* [CONSIGNE 1] Retouchez le passage du récit sur l'Ultra Trail Gaspesia allant de « Nous sommes tout » jusqu'à « zone de confort. », en y substituant « grève » à « plage ».
* [CONSIGNE 2] Reprenez le récit de course sur l'Ultra Trail Gaspesia et rédigez-en la suite, à partir de sa dernière phrase.

* [EXTRAIT]
......

Nous sommes tout près de 200 à assister à cette messe du vendredi soir, à l’église de Percé, la veille de l’Ultra Trail Gaspesia. Après son homélie, le directeur de course, Jean-François Tapp, donne sa bénédiction. C’est avec fébrilité que nous partons dormir les quelques heures nous séparant du départ. Cette course s’annonce bien : parcours relativement roulant, ravitos rapprochés, température parfaite et paysages grandioses à découvrir. Mais cette course me donnera des leçons que je n’oublierai pas…
Sur la plage de Cannes-de-Roches, nos foulées se font entendre dès 5 h. Elles sont vite submergées par le son des vagues frappant la falaise que nous longeons.
« Vous aurez les pieds ben mouillés après les 15 premiers mètres. »
– JF Tapp
Première leçon : Les ultras existent pour nous sortir de notre zone de confort.
Mais ce n’est pas un secret, la plupart des coureurs sont là pour ça, surmonter des difficultés imprévues. Un début de course avec de l’eau parfois jusqu’à la taille, c’est une expérience purement gaspésienne!
Je participe au 54 km qui consiste en un parcours linéaire jusqu’au quai de Percé en passant par le Géoparc, l’Anse-à-Beaufils et le Mont-Ste-Anne. Une vingtaine de participants au 160 km prennent le départ avec nous. Ils doivent compléter trois fois le même parcours linéaire. Aller-retour-aller.
Mon plan initial était de changer de bas en sortant de la plage pour ne pas avoir d’ampoules. Mais j’en décide autrement en voyant que je suis en 3e ou 4e place. Je vais garder les mêmes bas pour les 30 prochains kilomètres. Finalement, mes craintes s’estompent, pas d’ampoule ni de frottement dérangeants.
Deuxième leçon : Les entraînements de longue durée, exécutés volontairement les pieds mouillés, sont payants!
Ma conjointe m’attend à l’Anse-à-Beaufils. Ça fait tellement du bien pour le moral de se savoir soutenu, ça donne de l’énergie! Elle m’apporte mon drop-bag et change mon eau. J’en profite pour croquer quelques bouchées de mon wrap à l’humus préparé la veille, changer mes bas et prendre mes bâtons pour la seconde partie. Je constate que je n’ai pratiquement rien mangé depuis les 3 dernières heures, j’espère tenir le coup. Je suis présentement en 4e position. Thomas Duhamel arrive au ravito, prends 3 minutes à l’intérieur, se fait une tartine et me propose de repartir ensemble vers Percé. Il me reste 25 km à faire, lui 120.
Thomas prend les devants avec une bonne cadence, soutenue, même dans les montées. « Si je maintiens ce rythme jusqu’au bout, il y a de bonnes chances que je conserve ma position», me dis-je. Après 5 km, je laisse aller le chevreuil, incapable de tenir le pace.
Troisième leçon : Ce n’est pas parce qu’un coureur est sur le 100 miles qu’il va nécessairement se la jouer molo – en particulier Thomas Duhamel. Garde ta propre cadence, conserve ton énergie.
Ça monte, et ça monte. Je me fais rattraper par Vincent à un ravito. On décide de faire un bout ensemble et on jase sur l’utilisation de bâtons en course sur sentier. J’ai l’habitude des bâtons : ils m’aident à la poussée en montée et au contrôle en descente. Je le constate en prenant une avance considérable sur lui dans les côtes.

......

* [MATÉRIEL RECUEILLI]
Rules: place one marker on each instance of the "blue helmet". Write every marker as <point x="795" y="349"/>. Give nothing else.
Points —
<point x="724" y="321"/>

......

* [RÉPONSE RÉDIGÉE 1]
Nous sommes tout près de 200 à assister à cette messe du vendredi soir, à l’église de Percé, la veille de l’Ultra Trail Gaspesia. Après son homélie, le directeur de course, Jean-François Tapp, donne sa bénédiction. C’est avec fébrilité que nous partons dormir les quelques heures nous séparant du départ. Cette course s’annonce bien : parcours relativement roulant, ravitos rapprochés, température parfaite et paysages grandioses à découvrir. Mais cette course me donnera des leçons que je n’oublierai pas…
Sur la grève de Cannes-de-Roches, nos foulées se font entendre dès 5 h. Elles sont vite submergées par le son des vagues frappant la falaise que nous longeons.
« Vous aurez les pieds ben mouillés après les 15 premiers mètres. »
– JF Tapp
Première leçon : Les ultras existent pour nous sortir de notre zone de confort.

* [RÉPONSE RÉDIGÉE 2]
C’est le premier ultra où je prends un minimum de temps aux ravitos. Je suis décidemment en mode compétition. Ça va bien, mais l’énergie commence à manquer. Je continue en marchant les montées mais en donnant tout ce que je peux en descente. Il reste une dizaine de kilomètres.
Je descends une route à une bonne vitesse quand je passe tout droit à un embranchement. Je m’arrête plus bas, en me questionnant si je suis sur le bon chemin, si je devais remonter et prendre à droite. Mais je vois des drapeaux plus bas qui me donnent l’impression d’être sur la bonne voie. Ma montre indique 49 km. Pas de « X » qui indique une impasse, alors je décide de poursuivre la descente jusqu’à la destination finale.
Passé l’arche d’arrivée, j’ai le droit à un accueil triomphal : « Tu es second !! ». Rémi, vainqueur de la course, vient me féliciter. Mon souffle retrouvé, je me mets à réfléchir et c’est impossible que je sois second. Je réalise alors que j’ai manqué la montée du Mont Sainte-Anne où se trouvait le dernier checkpoint! Avant cette erreur de parcours, j’étais en 5e position. Damn!
Quatrième leçon : Dans le doute, rebrousses chemin pour t’assurer d’être sur le bon parcours. C’est du temps bien investi. Ah oui! étudie bien le tracé avant de prendre le départ.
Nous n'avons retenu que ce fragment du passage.